-- Record extracts follows --

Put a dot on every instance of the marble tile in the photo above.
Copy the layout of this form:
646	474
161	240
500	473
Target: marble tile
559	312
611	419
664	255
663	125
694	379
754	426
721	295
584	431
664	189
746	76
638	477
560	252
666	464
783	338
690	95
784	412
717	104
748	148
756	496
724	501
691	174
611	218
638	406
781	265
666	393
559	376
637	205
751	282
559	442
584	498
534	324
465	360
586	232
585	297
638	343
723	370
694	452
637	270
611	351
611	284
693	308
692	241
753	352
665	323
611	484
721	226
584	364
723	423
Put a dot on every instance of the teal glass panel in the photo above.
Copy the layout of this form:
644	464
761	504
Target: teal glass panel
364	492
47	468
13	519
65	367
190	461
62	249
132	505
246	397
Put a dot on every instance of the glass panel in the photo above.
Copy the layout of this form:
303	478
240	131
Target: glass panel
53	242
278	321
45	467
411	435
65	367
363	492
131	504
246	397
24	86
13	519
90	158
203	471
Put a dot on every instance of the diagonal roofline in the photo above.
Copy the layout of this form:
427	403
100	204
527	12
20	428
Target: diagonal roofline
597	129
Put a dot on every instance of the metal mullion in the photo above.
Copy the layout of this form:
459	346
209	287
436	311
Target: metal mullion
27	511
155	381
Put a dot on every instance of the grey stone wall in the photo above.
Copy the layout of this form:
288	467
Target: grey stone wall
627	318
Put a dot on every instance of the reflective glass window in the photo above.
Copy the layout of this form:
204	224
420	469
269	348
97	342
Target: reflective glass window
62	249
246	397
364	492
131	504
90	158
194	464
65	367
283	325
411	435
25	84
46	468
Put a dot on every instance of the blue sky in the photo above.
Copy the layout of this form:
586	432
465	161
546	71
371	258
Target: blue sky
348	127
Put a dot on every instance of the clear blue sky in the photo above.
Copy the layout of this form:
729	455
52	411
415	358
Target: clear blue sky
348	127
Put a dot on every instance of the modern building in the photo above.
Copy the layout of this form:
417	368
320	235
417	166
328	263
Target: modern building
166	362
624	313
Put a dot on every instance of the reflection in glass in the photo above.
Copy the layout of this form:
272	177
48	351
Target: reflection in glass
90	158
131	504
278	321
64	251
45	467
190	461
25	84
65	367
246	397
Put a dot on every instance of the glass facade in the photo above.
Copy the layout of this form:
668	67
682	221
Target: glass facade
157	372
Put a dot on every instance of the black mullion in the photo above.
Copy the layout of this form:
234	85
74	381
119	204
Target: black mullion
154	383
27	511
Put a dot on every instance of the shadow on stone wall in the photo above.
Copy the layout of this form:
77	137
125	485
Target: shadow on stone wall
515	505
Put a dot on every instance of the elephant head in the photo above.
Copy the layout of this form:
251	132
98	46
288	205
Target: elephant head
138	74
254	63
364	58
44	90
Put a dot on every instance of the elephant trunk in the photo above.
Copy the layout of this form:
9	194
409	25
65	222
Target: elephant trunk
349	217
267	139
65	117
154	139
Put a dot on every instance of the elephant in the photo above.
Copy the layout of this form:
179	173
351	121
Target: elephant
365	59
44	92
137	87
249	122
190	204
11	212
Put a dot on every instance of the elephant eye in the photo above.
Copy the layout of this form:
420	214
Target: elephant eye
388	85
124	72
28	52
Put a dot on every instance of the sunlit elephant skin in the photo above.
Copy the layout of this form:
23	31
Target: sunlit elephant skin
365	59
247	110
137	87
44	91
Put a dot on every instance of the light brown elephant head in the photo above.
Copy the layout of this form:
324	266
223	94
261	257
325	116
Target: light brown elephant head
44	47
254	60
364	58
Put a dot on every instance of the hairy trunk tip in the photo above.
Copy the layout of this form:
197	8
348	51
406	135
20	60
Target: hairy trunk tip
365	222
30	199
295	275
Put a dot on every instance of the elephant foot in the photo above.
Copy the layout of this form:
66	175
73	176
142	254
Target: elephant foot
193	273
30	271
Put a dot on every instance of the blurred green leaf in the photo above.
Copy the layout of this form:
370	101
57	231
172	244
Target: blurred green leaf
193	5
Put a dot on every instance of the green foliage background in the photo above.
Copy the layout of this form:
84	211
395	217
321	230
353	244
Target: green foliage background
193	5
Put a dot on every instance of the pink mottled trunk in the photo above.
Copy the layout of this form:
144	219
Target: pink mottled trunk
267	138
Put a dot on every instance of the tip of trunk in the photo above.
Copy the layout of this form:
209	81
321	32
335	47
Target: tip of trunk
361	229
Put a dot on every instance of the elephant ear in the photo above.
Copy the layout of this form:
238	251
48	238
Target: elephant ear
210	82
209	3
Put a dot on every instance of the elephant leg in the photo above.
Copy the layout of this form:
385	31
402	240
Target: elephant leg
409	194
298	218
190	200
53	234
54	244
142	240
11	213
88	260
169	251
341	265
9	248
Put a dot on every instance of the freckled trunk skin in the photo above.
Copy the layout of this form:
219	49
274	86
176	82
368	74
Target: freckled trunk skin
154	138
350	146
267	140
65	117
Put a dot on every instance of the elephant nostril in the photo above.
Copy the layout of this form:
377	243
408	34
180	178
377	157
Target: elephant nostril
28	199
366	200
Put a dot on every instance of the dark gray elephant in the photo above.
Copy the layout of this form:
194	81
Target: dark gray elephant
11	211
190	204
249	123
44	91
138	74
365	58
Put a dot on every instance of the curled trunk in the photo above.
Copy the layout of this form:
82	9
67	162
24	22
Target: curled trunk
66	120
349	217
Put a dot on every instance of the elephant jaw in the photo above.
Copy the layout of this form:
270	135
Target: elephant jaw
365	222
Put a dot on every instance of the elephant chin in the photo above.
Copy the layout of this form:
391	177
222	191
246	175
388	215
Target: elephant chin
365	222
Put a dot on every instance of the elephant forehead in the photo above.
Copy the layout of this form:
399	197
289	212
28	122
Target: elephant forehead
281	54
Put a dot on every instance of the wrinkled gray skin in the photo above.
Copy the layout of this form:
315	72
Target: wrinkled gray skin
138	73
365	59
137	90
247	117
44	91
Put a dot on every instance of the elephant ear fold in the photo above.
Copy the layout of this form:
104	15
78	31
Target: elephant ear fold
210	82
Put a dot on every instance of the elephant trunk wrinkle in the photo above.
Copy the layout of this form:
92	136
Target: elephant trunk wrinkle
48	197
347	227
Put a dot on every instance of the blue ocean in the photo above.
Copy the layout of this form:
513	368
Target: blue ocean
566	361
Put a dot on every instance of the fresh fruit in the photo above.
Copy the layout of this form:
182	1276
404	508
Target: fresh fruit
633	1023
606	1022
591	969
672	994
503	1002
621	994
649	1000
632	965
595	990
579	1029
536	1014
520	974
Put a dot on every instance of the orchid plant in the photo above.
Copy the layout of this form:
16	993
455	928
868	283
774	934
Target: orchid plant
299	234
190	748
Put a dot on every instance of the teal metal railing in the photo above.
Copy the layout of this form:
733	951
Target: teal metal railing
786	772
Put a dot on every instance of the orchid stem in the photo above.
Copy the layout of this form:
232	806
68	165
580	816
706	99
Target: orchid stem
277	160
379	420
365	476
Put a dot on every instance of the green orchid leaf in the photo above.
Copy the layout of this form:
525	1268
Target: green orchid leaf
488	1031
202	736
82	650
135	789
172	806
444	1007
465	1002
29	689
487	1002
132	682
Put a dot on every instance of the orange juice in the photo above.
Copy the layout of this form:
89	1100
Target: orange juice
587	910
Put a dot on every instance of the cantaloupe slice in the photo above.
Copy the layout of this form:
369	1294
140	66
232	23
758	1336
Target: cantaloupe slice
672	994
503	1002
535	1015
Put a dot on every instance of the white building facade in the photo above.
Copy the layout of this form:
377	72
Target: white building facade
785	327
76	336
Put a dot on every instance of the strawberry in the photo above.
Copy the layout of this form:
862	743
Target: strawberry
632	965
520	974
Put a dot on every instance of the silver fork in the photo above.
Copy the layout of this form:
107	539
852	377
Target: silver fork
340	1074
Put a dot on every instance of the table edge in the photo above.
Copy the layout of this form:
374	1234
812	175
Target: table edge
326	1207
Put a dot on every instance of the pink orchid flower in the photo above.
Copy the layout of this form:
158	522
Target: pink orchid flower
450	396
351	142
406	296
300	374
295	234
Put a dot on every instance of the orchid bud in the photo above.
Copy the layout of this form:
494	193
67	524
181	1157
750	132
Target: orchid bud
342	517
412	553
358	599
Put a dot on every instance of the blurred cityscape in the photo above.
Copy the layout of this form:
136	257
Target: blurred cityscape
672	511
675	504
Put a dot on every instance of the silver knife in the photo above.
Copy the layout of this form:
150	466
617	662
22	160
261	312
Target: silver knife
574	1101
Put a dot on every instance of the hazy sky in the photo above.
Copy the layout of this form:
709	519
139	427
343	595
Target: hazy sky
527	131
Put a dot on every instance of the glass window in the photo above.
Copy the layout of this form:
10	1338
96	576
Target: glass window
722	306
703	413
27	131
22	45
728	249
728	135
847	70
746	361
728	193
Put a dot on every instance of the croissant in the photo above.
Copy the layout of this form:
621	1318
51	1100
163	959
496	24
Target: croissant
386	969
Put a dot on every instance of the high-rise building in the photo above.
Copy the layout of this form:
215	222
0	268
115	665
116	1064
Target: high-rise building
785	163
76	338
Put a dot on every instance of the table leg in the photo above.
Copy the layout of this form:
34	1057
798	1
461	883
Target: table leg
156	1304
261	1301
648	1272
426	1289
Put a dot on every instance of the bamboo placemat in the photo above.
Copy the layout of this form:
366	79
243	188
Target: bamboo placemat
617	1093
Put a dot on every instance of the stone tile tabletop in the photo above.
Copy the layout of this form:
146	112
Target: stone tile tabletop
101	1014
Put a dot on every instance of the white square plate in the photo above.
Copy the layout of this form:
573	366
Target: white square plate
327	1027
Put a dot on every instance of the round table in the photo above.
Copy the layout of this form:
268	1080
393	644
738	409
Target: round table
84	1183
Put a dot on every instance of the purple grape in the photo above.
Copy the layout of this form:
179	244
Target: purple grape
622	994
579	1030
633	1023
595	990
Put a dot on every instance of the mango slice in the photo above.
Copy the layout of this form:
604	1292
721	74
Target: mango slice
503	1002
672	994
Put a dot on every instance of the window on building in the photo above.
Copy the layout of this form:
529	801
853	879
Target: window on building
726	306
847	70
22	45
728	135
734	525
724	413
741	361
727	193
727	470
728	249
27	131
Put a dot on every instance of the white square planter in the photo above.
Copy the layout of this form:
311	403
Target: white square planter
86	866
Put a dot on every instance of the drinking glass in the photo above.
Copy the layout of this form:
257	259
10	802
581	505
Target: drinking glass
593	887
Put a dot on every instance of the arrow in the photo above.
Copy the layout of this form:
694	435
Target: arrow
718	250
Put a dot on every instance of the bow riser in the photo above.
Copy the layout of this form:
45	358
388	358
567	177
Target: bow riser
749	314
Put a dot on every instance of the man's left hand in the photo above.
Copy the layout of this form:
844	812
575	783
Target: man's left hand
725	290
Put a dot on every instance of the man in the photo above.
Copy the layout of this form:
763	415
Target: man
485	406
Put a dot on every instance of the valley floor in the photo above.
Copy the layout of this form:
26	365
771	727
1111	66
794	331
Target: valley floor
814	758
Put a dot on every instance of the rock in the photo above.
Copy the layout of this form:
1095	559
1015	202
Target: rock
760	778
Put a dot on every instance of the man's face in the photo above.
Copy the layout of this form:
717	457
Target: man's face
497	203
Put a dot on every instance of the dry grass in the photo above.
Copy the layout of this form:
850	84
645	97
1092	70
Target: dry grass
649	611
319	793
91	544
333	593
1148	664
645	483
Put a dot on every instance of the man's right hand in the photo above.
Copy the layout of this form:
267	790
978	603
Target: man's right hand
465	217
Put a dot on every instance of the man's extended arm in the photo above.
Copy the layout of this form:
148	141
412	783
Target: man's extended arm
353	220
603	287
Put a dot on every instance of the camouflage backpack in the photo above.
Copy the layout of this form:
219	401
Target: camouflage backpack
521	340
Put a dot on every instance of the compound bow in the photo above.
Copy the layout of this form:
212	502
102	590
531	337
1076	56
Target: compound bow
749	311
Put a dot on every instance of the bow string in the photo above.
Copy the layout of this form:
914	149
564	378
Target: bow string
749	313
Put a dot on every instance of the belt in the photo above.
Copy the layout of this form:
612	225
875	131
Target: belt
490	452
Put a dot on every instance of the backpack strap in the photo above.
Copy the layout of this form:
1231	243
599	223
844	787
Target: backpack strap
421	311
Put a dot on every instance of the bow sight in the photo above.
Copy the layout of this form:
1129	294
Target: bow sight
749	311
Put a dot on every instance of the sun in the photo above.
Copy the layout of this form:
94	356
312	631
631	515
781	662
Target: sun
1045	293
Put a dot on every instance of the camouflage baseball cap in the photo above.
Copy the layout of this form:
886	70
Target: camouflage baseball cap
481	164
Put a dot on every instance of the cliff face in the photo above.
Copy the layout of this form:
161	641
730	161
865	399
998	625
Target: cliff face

-- Record extracts concluded --

## Brief
Could you restate word for word the lines above, from the one that contains "Target: dry grass" through the one that contains "Put a dot on every instance of the camouflage backpack", and no others?

## Solved exercise
Target: dry grass
649	611
319	793
91	544
333	593
1148	664
645	483
Put a dot on every instance of the man's right hand in the photo above.
Copy the layout of this form:
267	790
978	603
Target: man's right hand
465	217
Put a dot on every instance of the man's extended arm in the photo above.
Copy the layout of this form:
148	141
412	783
Target: man's extended arm
353	220
603	287
Put a dot on every instance of the camouflage backpack in the photo above.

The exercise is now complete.